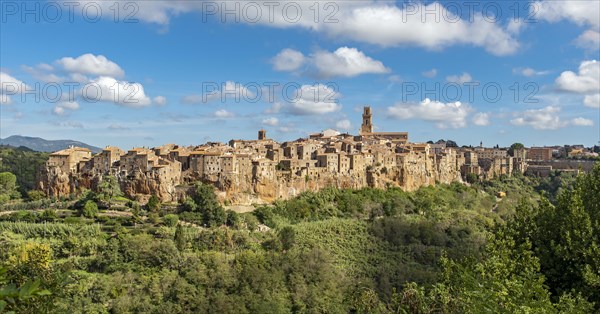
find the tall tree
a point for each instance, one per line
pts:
(108, 189)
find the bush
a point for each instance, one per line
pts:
(233, 219)
(35, 195)
(153, 203)
(170, 220)
(89, 210)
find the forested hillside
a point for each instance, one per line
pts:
(24, 163)
(443, 249)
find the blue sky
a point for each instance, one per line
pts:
(408, 66)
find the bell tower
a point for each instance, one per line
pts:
(367, 125)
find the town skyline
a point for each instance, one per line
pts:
(190, 72)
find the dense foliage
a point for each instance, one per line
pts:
(443, 249)
(24, 163)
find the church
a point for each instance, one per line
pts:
(366, 130)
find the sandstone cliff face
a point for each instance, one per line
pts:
(410, 172)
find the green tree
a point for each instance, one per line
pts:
(287, 237)
(180, 238)
(89, 210)
(233, 219)
(213, 213)
(35, 195)
(8, 186)
(153, 203)
(566, 237)
(170, 220)
(204, 196)
(108, 189)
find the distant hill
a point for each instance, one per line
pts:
(42, 145)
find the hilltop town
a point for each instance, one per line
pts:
(262, 170)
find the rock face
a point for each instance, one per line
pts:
(264, 171)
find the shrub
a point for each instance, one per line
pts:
(170, 220)
(35, 195)
(153, 203)
(90, 209)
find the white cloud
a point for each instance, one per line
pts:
(160, 100)
(91, 65)
(460, 79)
(229, 91)
(275, 108)
(388, 25)
(63, 107)
(344, 125)
(580, 12)
(117, 127)
(515, 26)
(381, 23)
(582, 122)
(10, 86)
(444, 115)
(587, 80)
(346, 62)
(288, 60)
(589, 40)
(592, 101)
(272, 121)
(109, 89)
(481, 119)
(343, 62)
(311, 99)
(430, 74)
(529, 72)
(223, 114)
(5, 100)
(540, 119)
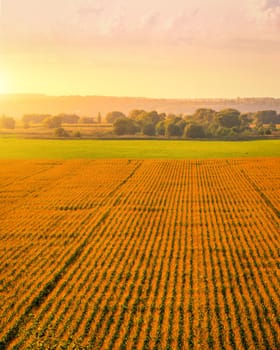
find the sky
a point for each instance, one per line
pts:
(148, 48)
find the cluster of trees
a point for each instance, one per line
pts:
(203, 123)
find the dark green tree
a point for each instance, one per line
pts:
(229, 118)
(113, 116)
(125, 126)
(194, 131)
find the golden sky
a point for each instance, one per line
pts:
(152, 48)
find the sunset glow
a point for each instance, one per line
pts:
(154, 48)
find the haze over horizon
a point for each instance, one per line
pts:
(156, 49)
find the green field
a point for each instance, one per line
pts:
(12, 148)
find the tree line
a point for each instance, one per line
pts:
(204, 123)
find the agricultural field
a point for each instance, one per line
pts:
(140, 254)
(17, 148)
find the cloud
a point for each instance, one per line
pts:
(268, 12)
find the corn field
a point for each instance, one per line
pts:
(140, 254)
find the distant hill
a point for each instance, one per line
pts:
(16, 105)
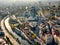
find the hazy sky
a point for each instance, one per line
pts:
(25, 0)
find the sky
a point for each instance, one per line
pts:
(25, 0)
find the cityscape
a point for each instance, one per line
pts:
(28, 22)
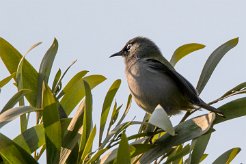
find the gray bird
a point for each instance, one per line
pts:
(152, 80)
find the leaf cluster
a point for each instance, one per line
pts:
(67, 138)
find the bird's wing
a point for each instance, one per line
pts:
(184, 85)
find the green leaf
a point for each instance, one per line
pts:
(128, 105)
(88, 145)
(13, 113)
(13, 153)
(123, 154)
(96, 156)
(228, 156)
(55, 82)
(213, 61)
(33, 46)
(74, 90)
(72, 134)
(59, 83)
(106, 106)
(6, 80)
(160, 119)
(15, 99)
(178, 154)
(199, 148)
(31, 139)
(52, 125)
(239, 89)
(45, 68)
(185, 131)
(184, 50)
(114, 116)
(87, 119)
(11, 58)
(231, 110)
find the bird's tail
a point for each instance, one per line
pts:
(212, 109)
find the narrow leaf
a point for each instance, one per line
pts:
(123, 155)
(15, 99)
(31, 139)
(6, 80)
(231, 110)
(185, 131)
(11, 58)
(128, 105)
(13, 153)
(184, 50)
(228, 156)
(213, 61)
(45, 68)
(13, 113)
(107, 105)
(160, 119)
(241, 88)
(88, 145)
(199, 148)
(33, 46)
(55, 81)
(97, 155)
(52, 125)
(72, 134)
(87, 119)
(179, 154)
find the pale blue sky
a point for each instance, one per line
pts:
(92, 30)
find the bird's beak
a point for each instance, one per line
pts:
(116, 54)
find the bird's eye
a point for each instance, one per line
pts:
(128, 47)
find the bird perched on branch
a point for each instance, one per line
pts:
(152, 80)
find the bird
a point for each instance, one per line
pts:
(153, 81)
-=-=-=-=-
Your goal:
Quote the preceding listing precisely and completely, omitting its images.

Exercise answer:
find the tall tree
a point for each instance, one per line
pts:
(108, 189)
find the bush
a point for each instance, one per line
pts:
(233, 219)
(35, 195)
(153, 203)
(170, 220)
(89, 210)
find the forested hillside
a point for each instance, one per line
pts:
(24, 163)
(443, 249)
find the blue sky
a point for each instance, one per line
pts:
(408, 66)
find the bell tower
a point for each instance, one per line
pts:
(367, 125)
find the town skyline
a point for each instance, one per line
pts:
(190, 72)
find the dense foliage
a point for each instance, one per line
pts:
(443, 249)
(24, 163)
find the church
a point for each instance, one per line
pts:
(366, 130)
find the sandstone cliff face
a point for each instance, one per line
pts:
(410, 172)
find the green tree
a point for each instance, one per line
pts:
(287, 237)
(180, 238)
(89, 210)
(233, 219)
(213, 213)
(35, 195)
(8, 186)
(153, 203)
(566, 237)
(170, 220)
(204, 196)
(108, 189)
find the distant hill
a point for each instance, one per line
pts:
(42, 145)
find the hilltop town
a point for each instance, one per line
pts:
(262, 170)
find the rock face
a point for each instance, one per line
pts:
(264, 171)
find the shrub
a point for each instance, one per line
pts:
(170, 220)
(35, 195)
(153, 203)
(90, 209)
find the white cloud
a point for each instance, one per line
pts:
(160, 100)
(91, 65)
(460, 79)
(229, 91)
(275, 108)
(388, 25)
(63, 107)
(344, 125)
(580, 12)
(117, 127)
(515, 26)
(381, 23)
(582, 122)
(10, 86)
(444, 115)
(587, 80)
(346, 62)
(288, 60)
(589, 40)
(592, 101)
(272, 121)
(109, 89)
(481, 119)
(343, 62)
(311, 99)
(430, 74)
(529, 72)
(223, 114)
(5, 100)
(540, 119)
find the sky
a point for each instance, one per line
pts:
(148, 48)
find the cluster of trees
a point for each instance, one per line
pts:
(203, 123)
find the dark green tree
a point for each instance, one per line
pts:
(229, 118)
(113, 116)
(125, 126)
(194, 131)
find the golden sky
a point for each instance, one per line
pts:
(152, 48)
find the sunset glow
a point for each instance, one per line
pts:
(154, 48)
find the haze over horizon
a point for each instance, one per line
pts:
(156, 49)
find the green field
a point for each instance, one per line
pts:
(12, 148)
find the tree line
a point for each instance, one per line
pts:
(204, 123)
find the agricultural field
a point for each instance, one per line
pts:
(140, 254)
(17, 148)
find the cloud
a point for each instance, one per line
pts:
(268, 12)
find the corn field
a point for each instance, one per line
pts:
(140, 254)
find the distant hill
a point for each instance, one per line
pts:
(16, 105)
find the hazy sky
a point for each instance, one per line
pts:
(25, 0)
find the sky
a point for each instance, one per line
pts:
(25, 0)
find the cityscape
a point for each instance, one per line
pts:
(28, 22)
find the gray bird
a point for each instance, one per line
pts:
(152, 80)
find the leaf cluster
a point for each instance, one per line
pts:
(67, 138)
find the bird's wing
a point for each instance, one per line
pts:
(184, 85)
find the green leaf
a point for each instance, one per line
pts:
(128, 105)
(88, 145)
(13, 113)
(13, 153)
(123, 154)
(96, 156)
(228, 156)
(55, 82)
(213, 61)
(33, 46)
(74, 90)
(72, 134)
(59, 83)
(106, 106)
(6, 80)
(160, 119)
(15, 99)
(178, 154)
(199, 148)
(31, 139)
(52, 125)
(239, 89)
(45, 68)
(185, 131)
(184, 50)
(114, 116)
(87, 119)
(11, 58)
(231, 110)
find the bird's tail
a point for each instance, one per line
pts:
(212, 109)
find the narrow leaf
a point for each instance, one per line
pts:
(123, 155)
(15, 99)
(31, 139)
(6, 80)
(231, 110)
(185, 131)
(11, 58)
(128, 105)
(13, 153)
(184, 50)
(228, 156)
(213, 61)
(45, 68)
(13, 113)
(107, 105)
(160, 119)
(241, 88)
(88, 145)
(199, 148)
(33, 46)
(55, 81)
(97, 155)
(52, 125)
(72, 134)
(87, 119)
(179, 154)
find the pale blue sky
a point for each instance, one per line
pts:
(92, 30)
find the bird's beak
a point for each instance, one per line
pts:
(116, 54)
find the bird's eye
a point for each instance, one per line
pts:
(128, 47)
find the bird perched on branch
a point for each instance, one per line
pts:
(152, 80)
find the bird
a point for each instance, one per line
pts:
(153, 81)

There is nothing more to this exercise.